Try it:
All lines from the one containing "Find the floral" through the end of the entries below should appear in the answer exactly, with no others.

─── Supplied data ───

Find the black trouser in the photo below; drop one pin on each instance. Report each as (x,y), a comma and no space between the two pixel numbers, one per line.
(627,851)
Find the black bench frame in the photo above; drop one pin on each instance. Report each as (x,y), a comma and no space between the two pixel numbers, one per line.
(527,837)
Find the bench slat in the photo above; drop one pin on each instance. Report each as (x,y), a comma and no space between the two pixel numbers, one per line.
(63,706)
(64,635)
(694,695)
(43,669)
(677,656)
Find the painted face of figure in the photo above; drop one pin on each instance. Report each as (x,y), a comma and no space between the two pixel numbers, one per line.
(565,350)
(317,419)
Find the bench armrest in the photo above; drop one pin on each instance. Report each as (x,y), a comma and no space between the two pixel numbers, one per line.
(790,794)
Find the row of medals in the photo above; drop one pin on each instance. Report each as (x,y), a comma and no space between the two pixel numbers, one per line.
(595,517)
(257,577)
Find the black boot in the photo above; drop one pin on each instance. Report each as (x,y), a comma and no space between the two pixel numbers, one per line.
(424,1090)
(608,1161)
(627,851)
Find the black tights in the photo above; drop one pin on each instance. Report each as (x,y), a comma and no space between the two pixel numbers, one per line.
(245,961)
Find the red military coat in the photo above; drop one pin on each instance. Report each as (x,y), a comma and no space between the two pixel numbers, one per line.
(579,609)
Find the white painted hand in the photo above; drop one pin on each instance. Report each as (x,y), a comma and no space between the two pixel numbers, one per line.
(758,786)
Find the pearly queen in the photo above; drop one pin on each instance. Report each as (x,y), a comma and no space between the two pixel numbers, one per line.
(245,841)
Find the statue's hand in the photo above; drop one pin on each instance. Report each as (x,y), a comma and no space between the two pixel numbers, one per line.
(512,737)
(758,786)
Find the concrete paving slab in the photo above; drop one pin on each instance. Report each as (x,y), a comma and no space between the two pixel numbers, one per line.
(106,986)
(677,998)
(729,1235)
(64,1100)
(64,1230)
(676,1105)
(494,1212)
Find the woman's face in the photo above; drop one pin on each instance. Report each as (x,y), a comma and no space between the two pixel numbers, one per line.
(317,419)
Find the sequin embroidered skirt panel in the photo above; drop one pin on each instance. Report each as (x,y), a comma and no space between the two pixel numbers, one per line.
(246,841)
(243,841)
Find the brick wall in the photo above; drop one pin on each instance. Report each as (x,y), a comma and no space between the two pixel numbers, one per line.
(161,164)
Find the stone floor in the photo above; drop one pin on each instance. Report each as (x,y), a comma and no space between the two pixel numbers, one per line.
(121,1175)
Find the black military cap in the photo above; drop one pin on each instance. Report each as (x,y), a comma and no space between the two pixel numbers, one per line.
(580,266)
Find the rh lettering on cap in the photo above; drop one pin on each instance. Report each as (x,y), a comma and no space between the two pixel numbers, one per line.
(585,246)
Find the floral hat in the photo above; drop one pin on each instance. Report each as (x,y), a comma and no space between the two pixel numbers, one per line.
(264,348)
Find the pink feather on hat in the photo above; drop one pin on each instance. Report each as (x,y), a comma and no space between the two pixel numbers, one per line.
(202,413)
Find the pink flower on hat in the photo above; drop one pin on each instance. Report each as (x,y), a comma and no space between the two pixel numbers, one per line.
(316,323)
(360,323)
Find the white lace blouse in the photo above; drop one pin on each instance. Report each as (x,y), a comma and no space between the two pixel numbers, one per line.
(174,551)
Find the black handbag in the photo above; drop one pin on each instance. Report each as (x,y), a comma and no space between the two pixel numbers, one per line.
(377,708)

───

Written solution:
Find the floral hat in the photo above; drop one pin on each instance. Report each as (x,y), a comma and no space between the two pixel numbers, one per line.
(264,348)
Find the pink feather on hat in the photo above; drop one pin on each instance. Report each as (x,y), a comma and no space between the two pixel numbers, one per line.
(202,413)
Find the pink flower on hat in the photo above; drop one pin on each instance. Report each as (x,y), a comma and no space between the two pixel numbers, one per line.
(316,323)
(360,323)
Find the white lace blouse in the photo above; drop one pin on each instance. Report each as (x,y), a comma and no space between the two pixel numbers, one per line.
(174,551)
Find the black handbag in the photo above; drop one pin on each instance. Report each as (x,y), a comma and no space between the two pixel numbers, one per line.
(377,708)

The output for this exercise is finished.